__PROBLEM DETAILS__: Write out the whole listing below word for word, without any of the pictures.

__PROVIDED ENTRIES__:
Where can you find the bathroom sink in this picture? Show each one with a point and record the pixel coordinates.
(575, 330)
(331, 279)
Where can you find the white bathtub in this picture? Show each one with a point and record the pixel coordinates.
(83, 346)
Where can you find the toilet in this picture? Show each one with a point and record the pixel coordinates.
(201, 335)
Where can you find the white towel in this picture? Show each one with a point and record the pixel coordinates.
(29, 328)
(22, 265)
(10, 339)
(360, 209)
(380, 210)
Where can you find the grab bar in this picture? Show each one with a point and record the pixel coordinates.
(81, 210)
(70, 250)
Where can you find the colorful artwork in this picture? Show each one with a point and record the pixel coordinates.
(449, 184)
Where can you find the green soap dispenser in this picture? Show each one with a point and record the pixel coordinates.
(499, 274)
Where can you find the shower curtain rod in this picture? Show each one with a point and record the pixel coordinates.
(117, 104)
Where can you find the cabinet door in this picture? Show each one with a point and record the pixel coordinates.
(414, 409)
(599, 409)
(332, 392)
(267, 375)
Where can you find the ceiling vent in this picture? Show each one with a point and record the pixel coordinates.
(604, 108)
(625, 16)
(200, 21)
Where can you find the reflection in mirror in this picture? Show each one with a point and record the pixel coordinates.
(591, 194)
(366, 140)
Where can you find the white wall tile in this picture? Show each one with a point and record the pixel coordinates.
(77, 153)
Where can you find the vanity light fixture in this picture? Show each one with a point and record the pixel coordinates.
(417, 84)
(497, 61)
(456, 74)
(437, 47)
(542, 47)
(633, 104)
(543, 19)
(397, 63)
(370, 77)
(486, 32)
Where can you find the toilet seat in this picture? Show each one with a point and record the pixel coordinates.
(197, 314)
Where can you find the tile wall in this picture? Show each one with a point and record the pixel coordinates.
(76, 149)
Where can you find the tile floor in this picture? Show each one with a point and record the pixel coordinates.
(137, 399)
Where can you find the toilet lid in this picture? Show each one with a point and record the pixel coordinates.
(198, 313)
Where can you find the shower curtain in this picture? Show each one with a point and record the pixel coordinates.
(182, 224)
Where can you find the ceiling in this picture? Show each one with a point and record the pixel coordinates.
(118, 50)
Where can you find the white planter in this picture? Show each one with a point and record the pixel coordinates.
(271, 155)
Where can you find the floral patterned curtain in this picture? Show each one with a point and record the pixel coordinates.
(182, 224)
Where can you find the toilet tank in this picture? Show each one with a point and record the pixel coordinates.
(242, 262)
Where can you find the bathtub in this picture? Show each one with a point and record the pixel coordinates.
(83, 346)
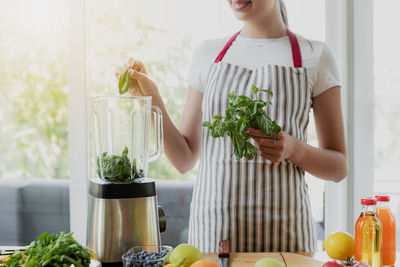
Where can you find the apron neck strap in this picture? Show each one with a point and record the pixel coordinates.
(296, 53)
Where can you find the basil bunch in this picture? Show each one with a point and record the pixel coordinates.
(118, 168)
(243, 113)
(52, 250)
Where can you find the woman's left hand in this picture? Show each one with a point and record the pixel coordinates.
(274, 150)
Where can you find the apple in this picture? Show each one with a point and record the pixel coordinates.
(184, 255)
(269, 262)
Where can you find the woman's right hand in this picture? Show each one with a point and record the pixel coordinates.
(141, 82)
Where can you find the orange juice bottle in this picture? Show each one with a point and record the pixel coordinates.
(389, 230)
(368, 234)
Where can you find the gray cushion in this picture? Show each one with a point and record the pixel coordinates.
(32, 206)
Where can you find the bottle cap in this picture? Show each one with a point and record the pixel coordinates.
(382, 197)
(368, 201)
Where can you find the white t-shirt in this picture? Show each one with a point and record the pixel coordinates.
(251, 53)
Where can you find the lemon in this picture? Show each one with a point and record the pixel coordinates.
(339, 246)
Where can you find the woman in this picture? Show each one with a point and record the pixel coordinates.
(260, 204)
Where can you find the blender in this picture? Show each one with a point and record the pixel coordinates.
(123, 209)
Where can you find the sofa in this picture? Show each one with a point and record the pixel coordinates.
(29, 207)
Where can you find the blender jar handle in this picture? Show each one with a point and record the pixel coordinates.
(157, 122)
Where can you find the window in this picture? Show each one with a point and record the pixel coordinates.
(34, 89)
(387, 104)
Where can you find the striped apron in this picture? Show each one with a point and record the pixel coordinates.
(256, 204)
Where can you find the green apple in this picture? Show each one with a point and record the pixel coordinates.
(269, 262)
(184, 255)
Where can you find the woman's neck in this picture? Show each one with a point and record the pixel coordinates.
(272, 27)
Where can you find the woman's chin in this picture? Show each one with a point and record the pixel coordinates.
(243, 13)
(243, 16)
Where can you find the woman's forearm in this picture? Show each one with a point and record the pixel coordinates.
(176, 146)
(327, 164)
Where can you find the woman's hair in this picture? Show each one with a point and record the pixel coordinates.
(283, 12)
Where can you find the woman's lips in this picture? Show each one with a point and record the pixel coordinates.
(240, 5)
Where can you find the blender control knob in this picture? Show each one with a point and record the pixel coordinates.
(162, 220)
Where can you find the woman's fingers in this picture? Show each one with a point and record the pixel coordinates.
(139, 66)
(265, 141)
(259, 133)
(255, 132)
(139, 76)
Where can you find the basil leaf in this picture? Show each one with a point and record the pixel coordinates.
(124, 83)
(243, 112)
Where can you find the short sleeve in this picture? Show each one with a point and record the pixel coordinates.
(195, 76)
(327, 72)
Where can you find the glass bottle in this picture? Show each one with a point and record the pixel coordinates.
(389, 230)
(368, 234)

__WRITTEN ANSWER__:
Where can you find the bathroom sink in this picture? Show each one with a point and record the pixel coordinates.
(575, 330)
(331, 279)
Where can you find the white bathtub in this picture? Show each one with a point and record the pixel coordinates.
(83, 346)
Where can you find the toilet in this picture? Show each one with a point and record the pixel coordinates.
(201, 335)
Where can you find the white towel in this picture? Show each one with a point and record the pixel coordinates.
(29, 328)
(22, 265)
(10, 339)
(360, 209)
(380, 210)
Where can you find the grab bar in this picture? Show each one with a point and record the pixel coordinates.
(81, 210)
(70, 250)
Where can you find the colorful artwork in this picture? Show each one with a point and record the pixel coordinates.
(449, 184)
Where can you find the green soap dispenser in this picture? Show each one with a point and record the pixel coordinates.
(499, 274)
Where can you find the shower curtain rod in this picture? Show each one with a point and record the pixel coordinates.
(117, 104)
Where can you find the cabinet door in this picture? Show each one with a point and record the pixel coordinates.
(414, 409)
(599, 409)
(332, 392)
(267, 375)
Where can you find the ceiling vent in this picture? Show each one with a point and record the pixel coordinates.
(604, 108)
(625, 16)
(200, 21)
Where can you find the reflection in mirror in this picture? Show each one with a point and record the pixel coordinates.
(591, 194)
(366, 140)
Where can you find the white wall tile in this picture? Show each one with a point and record the pixel coordinates.
(77, 153)
Where can you find the vanity light fixture in this picture? Show each one with a point and record the pixel coordinates.
(417, 84)
(497, 61)
(456, 74)
(437, 47)
(542, 47)
(633, 104)
(543, 19)
(397, 63)
(370, 77)
(486, 32)
Where can you find the toilet seat in this picture? Show each one with a point and record the pixel coordinates.
(197, 314)
Where can you find the tile wall in this picture? Show each one with a point and record the pixel coordinates.
(76, 149)
Where can you find the tile floor in this picture? Show each one with a point and record the pixel coordinates.
(137, 399)
Where can you find the toilet lid in this picture? Show each one with a point and record the pixel coordinates.
(198, 313)
Where can you find the shower curtain in this picture? Show each one with a point and record the pixel coordinates.
(182, 224)
Where can you find the ceiling in this picture? Show each one with a point and record the pixel coordinates.
(118, 50)
Where can you find the white planter in this picture? Show each one with a point and record the pixel coordinates.
(271, 155)
Where can you find the floral patterned curtain in this picture? Show each one with a point and record the pixel coordinates.
(182, 224)
Where can you find the toilet tank in this picture? Show each one with a point and record the pixel coordinates.
(242, 262)
Where can you find the bathtub in this picture? Show each one with a point and record the pixel coordinates.
(83, 346)
Where can you find the apron neck strap in this picture? Show each one with a point and record the pixel coordinates.
(296, 53)
Where can you find the basil bunch in this picture? Show each one with a point and record the pixel coordinates.
(118, 168)
(243, 113)
(52, 250)
Where can you find the woman's left hand in this picture? Show each one with a point and record the pixel coordinates.
(274, 150)
Where can you find the apple in this picture? Show each one with a point and record the pixel coordinates.
(184, 255)
(269, 262)
Where can you find the woman's right hand in this picture? Show each one with a point and record the pixel coordinates.
(141, 82)
Where can you find the orange juice bottle in this picture? Show each one with a point and record the pixel coordinates.
(389, 230)
(368, 234)
Where can you find the gray cushion in this picture? Show each one with a point and record the pixel coordinates.
(32, 206)
Where can you find the bottle cap in this picture? Show each one with a point and record the pixel coordinates.
(382, 197)
(368, 201)
Where can you find the white t-shirt in this picture? Show each one with a point and record the pixel coordinates.
(251, 53)
Where can you find the lemon in this picture? Show each one with a point and record the pixel coordinates.
(339, 246)
Where can you find the woman in this picture? Show each one with a point and record the pixel coordinates.
(260, 204)
Where can you find the blender in this picture? Show each one with a point and record the pixel coordinates.
(123, 209)
Where can you find the sofa in this picture? Show each one with a point and record the pixel coordinates.
(29, 207)
Where can you find the blender jar handle in this picture? Show each one with a point and record the pixel coordinates.
(157, 122)
Where can you find the window in this picture? Show each one with a point and record the pixel coordinates.
(34, 89)
(387, 104)
Where can you find the striped apron in this picture? Show each one with a point and record the pixel coordinates.
(256, 204)
Where can you find the green apple in this picture? Show each one with a point and record the pixel coordinates.
(269, 262)
(184, 255)
Where can you find the woman's neck in this picture? Show each one with a point and record the pixel coordinates.
(272, 27)
Where can you find the woman's chin in this picture? Show each one with a point and record the pixel coordinates.
(243, 13)
(243, 16)
Where can you find the woman's forearm in this picture? Show each one with a point and record the pixel coordinates.
(176, 146)
(327, 164)
Where can you find the woman's hair in this picture? Show each one with a point and record the pixel coordinates.
(283, 12)
Where can you find the woman's lips in this picture? Show each one with a point and record the pixel coordinates.
(240, 5)
Where can you find the blender control knob in this picture? Show each one with a point and record the pixel coordinates.
(162, 220)
Where can you find the woman's fingers in this picture? Show each one with a point and record the pixel coordinates.
(139, 66)
(265, 141)
(259, 133)
(255, 132)
(139, 76)
Where can you find the basil leaf in this picture? Show each one with a point and record the pixel coordinates.
(124, 83)
(243, 112)
Where can you find the short sleeve in this picture? Show each one with a point and record the pixel coordinates.
(195, 76)
(327, 72)
Where can you find the glass bottle in this picture? Show each one with a point and record the pixel coordinates.
(389, 230)
(368, 234)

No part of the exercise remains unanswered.